Bunte Tiere

Vilem Flusser

 

Warum eigentlich sind die Hunde noch immer nicht blau mit roten Flecken, und warum eigentlich leuchten die Hasen noch immer nicht wie Irrlichter in den nächtlichen Gefilden? Um diese Frage anders zu formulieren: Warum eigentlich betreiben wir Viehzucht noch immer mit wirtschaftlichen Absichten, und noch immer nicht mit künstlerischen? Hat sich denn in unserer Beziehung zur Tierwelt seit dem Neolithikum nichts geändert? Das ist eine grundlegende Frage, und der vorliegende Aufsatz hat vor, darüber nachzudenken.
··········
(AUFGABENLISTE)
1. Übertragen Sie aus dem Lesetext wortgetreu den Abschnitt, der mit „Vilem Flusser“ beginnt und mit „vor, darüber nachzudenken.“ endet.
2. Mit welchen Absichten wird dem Lesetext zufolge Viehzucht noch immer betrieben?
Als Grundlage dient ausschließlich der Lesetext.
··········
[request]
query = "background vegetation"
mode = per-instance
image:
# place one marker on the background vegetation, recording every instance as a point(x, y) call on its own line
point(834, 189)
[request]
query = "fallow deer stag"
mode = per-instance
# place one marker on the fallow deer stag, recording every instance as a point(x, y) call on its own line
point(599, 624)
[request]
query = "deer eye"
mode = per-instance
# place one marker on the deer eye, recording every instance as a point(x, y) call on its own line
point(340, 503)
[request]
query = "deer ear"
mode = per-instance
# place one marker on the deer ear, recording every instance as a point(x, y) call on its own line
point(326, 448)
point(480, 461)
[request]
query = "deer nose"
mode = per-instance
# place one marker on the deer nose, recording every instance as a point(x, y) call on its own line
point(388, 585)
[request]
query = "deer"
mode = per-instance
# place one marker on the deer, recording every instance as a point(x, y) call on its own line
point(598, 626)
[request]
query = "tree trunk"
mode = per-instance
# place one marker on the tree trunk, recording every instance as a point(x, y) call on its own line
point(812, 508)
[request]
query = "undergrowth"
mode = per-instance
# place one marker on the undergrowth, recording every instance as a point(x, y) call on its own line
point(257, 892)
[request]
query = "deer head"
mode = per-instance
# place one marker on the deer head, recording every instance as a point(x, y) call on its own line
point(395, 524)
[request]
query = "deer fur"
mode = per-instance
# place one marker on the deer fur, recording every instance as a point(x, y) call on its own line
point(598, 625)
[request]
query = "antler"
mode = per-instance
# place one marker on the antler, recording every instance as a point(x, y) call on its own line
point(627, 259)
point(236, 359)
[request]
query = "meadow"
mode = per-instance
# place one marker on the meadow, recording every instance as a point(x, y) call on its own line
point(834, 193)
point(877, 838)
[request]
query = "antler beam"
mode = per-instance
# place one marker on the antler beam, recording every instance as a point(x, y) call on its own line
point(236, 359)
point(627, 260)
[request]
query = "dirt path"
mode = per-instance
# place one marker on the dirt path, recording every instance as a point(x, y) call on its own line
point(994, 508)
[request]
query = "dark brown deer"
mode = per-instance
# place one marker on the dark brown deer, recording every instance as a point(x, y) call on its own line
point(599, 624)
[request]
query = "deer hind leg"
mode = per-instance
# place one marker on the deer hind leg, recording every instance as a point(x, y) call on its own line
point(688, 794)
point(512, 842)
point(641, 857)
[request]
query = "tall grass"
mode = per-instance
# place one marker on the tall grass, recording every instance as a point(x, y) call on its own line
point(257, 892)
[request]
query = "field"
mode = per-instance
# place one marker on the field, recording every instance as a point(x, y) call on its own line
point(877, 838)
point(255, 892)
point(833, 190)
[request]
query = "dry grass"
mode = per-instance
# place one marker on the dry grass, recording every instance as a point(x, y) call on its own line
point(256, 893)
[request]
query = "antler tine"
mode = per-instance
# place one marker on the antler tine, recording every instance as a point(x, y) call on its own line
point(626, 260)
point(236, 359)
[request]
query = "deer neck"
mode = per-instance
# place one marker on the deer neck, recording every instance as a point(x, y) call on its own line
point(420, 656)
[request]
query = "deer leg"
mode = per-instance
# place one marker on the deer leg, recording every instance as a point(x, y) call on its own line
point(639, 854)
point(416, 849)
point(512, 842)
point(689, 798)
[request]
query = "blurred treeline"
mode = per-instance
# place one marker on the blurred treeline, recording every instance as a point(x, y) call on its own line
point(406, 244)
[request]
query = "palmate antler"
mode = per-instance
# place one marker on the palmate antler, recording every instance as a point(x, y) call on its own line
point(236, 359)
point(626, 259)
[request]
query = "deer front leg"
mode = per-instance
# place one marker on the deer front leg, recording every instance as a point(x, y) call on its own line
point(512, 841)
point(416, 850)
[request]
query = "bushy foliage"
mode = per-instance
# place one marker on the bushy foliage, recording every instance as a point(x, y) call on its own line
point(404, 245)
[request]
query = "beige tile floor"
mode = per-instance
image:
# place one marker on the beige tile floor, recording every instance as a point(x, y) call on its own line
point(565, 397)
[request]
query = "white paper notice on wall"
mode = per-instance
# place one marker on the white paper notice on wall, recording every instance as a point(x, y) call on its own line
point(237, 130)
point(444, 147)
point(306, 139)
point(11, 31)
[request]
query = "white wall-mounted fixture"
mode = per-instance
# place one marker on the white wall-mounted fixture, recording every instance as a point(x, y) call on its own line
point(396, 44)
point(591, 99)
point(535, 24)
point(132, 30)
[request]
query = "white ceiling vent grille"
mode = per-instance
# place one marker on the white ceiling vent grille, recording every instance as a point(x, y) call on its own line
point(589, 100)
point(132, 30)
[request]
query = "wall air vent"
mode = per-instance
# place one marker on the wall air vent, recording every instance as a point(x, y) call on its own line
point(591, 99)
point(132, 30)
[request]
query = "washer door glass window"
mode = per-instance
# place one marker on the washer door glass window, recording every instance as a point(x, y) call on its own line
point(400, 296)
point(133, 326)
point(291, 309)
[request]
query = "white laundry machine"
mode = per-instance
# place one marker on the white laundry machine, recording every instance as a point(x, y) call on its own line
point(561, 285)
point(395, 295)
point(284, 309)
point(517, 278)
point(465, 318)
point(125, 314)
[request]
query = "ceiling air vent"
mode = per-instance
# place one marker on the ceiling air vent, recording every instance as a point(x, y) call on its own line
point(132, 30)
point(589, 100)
··········
(GELÖSTE AUFGABEN)
1.
Vilem Flusser

 

Warum eigentlich sind die Hunde noch immer nicht blau mit roten Flecken, und warum eigentlich leuchten die Hasen noch immer nicht wie Irrlichter in den nächtlichen Gefilden? Um diese Frage anders zu formulieren: Warum eigentlich betreiben wir Viehzucht noch immer mit wirtschaftlichen Absichten, und noch immer nicht mit künstlerischen? Hat sich denn in unserer Beziehung zur Tierwelt seit dem Neolithikum nichts geändert? Das ist eine grundlegende Frage, und der vorliegende Aufsatz hat vor, darüber nachzudenken.

2. Mit wirtschaftlichen Absichten.